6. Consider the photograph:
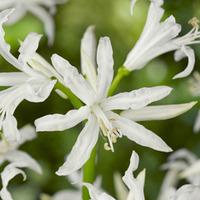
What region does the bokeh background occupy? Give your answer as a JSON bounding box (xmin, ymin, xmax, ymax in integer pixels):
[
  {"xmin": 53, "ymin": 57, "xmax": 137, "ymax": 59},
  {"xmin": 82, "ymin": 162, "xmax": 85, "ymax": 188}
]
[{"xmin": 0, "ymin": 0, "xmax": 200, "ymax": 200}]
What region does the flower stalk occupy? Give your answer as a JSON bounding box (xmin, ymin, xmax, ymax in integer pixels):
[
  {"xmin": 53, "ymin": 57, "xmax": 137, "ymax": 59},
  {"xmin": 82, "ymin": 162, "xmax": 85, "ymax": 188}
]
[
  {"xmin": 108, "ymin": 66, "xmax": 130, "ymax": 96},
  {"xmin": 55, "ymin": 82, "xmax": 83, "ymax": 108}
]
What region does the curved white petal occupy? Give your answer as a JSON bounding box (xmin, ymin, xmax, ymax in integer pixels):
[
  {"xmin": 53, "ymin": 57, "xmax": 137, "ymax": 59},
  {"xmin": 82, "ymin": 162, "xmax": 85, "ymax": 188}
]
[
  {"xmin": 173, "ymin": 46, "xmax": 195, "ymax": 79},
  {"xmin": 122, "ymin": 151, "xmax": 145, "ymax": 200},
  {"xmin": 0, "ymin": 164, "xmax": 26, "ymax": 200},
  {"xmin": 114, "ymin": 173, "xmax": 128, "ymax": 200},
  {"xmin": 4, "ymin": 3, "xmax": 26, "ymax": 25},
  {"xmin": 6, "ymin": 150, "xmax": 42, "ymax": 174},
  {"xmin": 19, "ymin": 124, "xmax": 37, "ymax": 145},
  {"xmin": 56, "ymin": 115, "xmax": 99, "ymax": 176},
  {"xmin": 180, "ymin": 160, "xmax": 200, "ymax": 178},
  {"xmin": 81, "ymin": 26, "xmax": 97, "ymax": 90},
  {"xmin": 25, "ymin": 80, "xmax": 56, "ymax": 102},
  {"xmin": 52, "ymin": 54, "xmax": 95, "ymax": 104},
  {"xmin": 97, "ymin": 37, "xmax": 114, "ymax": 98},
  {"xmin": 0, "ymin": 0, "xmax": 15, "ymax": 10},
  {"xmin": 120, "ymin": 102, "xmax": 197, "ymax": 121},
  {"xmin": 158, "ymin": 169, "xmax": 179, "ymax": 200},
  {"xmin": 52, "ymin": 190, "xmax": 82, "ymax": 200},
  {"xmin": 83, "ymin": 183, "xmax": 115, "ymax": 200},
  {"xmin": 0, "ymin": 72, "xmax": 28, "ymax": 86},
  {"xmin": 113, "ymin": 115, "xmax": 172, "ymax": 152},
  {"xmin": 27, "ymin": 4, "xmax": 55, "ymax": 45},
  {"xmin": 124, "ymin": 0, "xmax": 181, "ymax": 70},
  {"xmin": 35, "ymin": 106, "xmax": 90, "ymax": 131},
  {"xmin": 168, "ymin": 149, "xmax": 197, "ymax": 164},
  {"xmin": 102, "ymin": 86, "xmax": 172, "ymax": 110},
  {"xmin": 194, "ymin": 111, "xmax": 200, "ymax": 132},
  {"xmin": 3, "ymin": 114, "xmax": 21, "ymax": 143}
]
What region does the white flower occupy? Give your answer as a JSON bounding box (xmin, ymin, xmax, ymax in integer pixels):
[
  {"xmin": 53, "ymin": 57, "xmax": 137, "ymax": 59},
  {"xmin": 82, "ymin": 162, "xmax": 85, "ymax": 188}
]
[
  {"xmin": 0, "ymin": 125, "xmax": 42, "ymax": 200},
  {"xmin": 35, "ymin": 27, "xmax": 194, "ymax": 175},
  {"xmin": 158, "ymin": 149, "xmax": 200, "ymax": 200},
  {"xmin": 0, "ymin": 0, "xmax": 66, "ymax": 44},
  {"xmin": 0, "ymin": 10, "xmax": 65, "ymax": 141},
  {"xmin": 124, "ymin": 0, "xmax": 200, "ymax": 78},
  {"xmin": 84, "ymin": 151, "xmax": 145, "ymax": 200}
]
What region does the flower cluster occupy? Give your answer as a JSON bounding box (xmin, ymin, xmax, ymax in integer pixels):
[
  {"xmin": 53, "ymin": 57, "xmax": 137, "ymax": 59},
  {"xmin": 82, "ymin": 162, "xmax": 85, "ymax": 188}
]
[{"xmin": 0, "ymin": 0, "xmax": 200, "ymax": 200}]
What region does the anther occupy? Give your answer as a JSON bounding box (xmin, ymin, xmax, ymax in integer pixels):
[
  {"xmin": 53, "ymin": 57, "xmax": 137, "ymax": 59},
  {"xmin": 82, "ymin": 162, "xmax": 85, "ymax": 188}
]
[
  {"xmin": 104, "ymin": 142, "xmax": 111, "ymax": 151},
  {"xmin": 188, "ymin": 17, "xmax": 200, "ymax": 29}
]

++++++++++

PROMPT:
Move the lines from the one containing "What region does the anther" through the last line, both included, into your reply, requests and all. Add 112 to every bounding-box coordinate in the answers, and leave the numbers in the requests and their sample boxes unchanged.

SOLVED EXERCISE:
What region does the anther occupy? Give your answer as a JSON bounding box (xmin, ymin, xmax, ymax in integer pixels):
[
  {"xmin": 53, "ymin": 57, "xmax": 137, "ymax": 59},
  {"xmin": 82, "ymin": 162, "xmax": 85, "ymax": 188}
]
[
  {"xmin": 216, "ymin": 254, "xmax": 223, "ymax": 263},
  {"xmin": 300, "ymin": 129, "xmax": 312, "ymax": 141}
]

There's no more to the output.